## DOCUMENT
If any of you were ever children, you can probably relate, understanding that we always left more stuff on the steps than we ever toted up to our room. It was so much more efficient that way, albeit extremely dangerous - especially in the dark of night when our feet landed on that slick algebra notebook as we descended the treacherous terrain to the first floor bathroom. Of course the time it took to navigate from the top of the stairs to the bottom was cut in half as we half skied our way down to slam into the closed door at the foot of the steps. Proudly (surprisingly), I can say none of us ever broke a bone.
I remain afflicted to this day. With regularity, I ask my ever-tolerant husband, "Have you seen my shoes? Where is my brush? What have I done with my sunglasses?”
He is always on top of the situation. He alerts me as to the whereabouts of the missing articles, never skipping a chance to follow his pinpoint accuracy with the crack, "I can put my hands on anything I own in the dark.” Does the man have nothing better to do with his life than organize?
I am reminded of an old movie, That Touch of Mink, with Cary Grant and Doris Day, where he comments to his ditzy wife, "I'll come home and find you've misplaced the children.” She can't argue with him or be insulted because, to her credit, she recognizes her limitations.
Do I forget where I've laid things because I, too, am ditzy? Some might agree, my husband perhaps, fueled by the time I said aloud in his truck, "Crank.” The look he threw in my direction was odd and I, too, found myself puzzled at my unusual comment until I realized I was thinking about manually rolling down the passenger window. With that explained, my odd enunciation of thought didn't seem quite so odd, now did it?
I must stop telling on myself. People may actually think I'm ditzy. Where did I that put that toaster?

## DIRECTIVE
Rewrite the stretch of the essay on misplaced belongings from "I am reminded" through "recognizes her limitations.", changing "ditzy" to "scatterbrained" wherever it appears.

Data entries
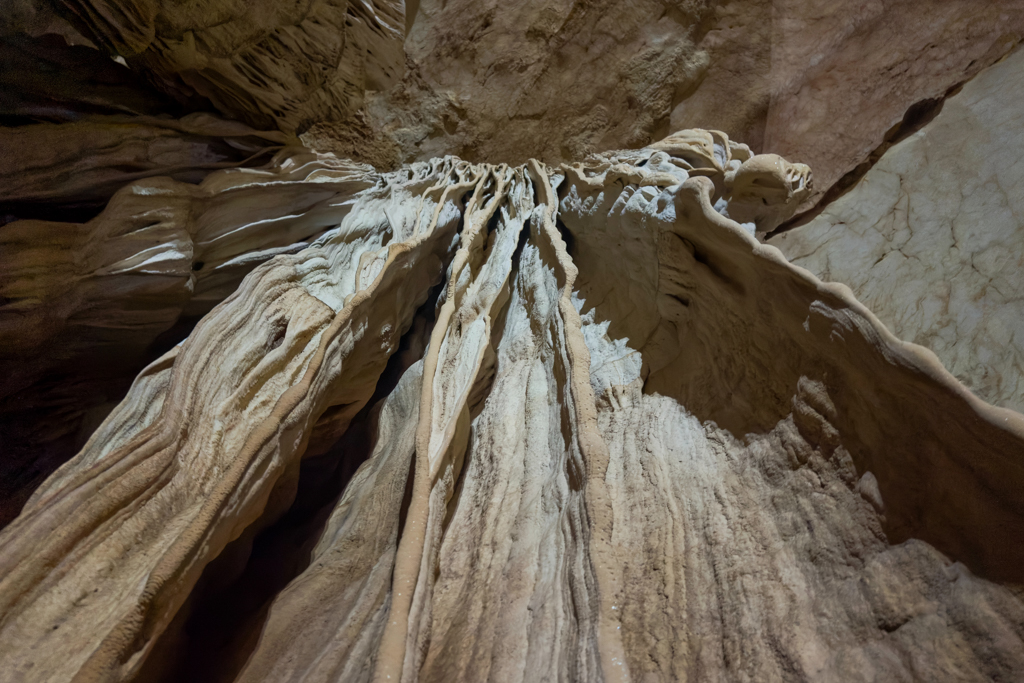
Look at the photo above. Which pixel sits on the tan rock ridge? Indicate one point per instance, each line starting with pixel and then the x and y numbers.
pixel 269 63
pixel 640 445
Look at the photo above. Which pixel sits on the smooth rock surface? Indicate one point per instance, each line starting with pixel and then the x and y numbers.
pixel 266 62
pixel 640 445
pixel 822 82
pixel 932 239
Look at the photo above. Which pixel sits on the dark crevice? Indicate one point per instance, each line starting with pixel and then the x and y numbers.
pixel 918 116
pixel 215 632
pixel 567 237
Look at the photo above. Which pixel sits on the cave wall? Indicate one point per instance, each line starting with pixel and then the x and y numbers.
pixel 282 409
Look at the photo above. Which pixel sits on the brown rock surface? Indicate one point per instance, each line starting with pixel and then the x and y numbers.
pixel 267 62
pixel 640 445
pixel 821 81
pixel 932 238
pixel 565 419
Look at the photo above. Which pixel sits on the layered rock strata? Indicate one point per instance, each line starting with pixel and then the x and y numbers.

## PROBLEM SOLUTION
I am reminded of an old movie, That Touch of Mink, with Cary Grant and Doris Day, where he comments to his scatterbrained wife, "I'll come home and find you've misplaced the children.” She can't argue with him or be insulted because, to her credit, she recognizes her limitations.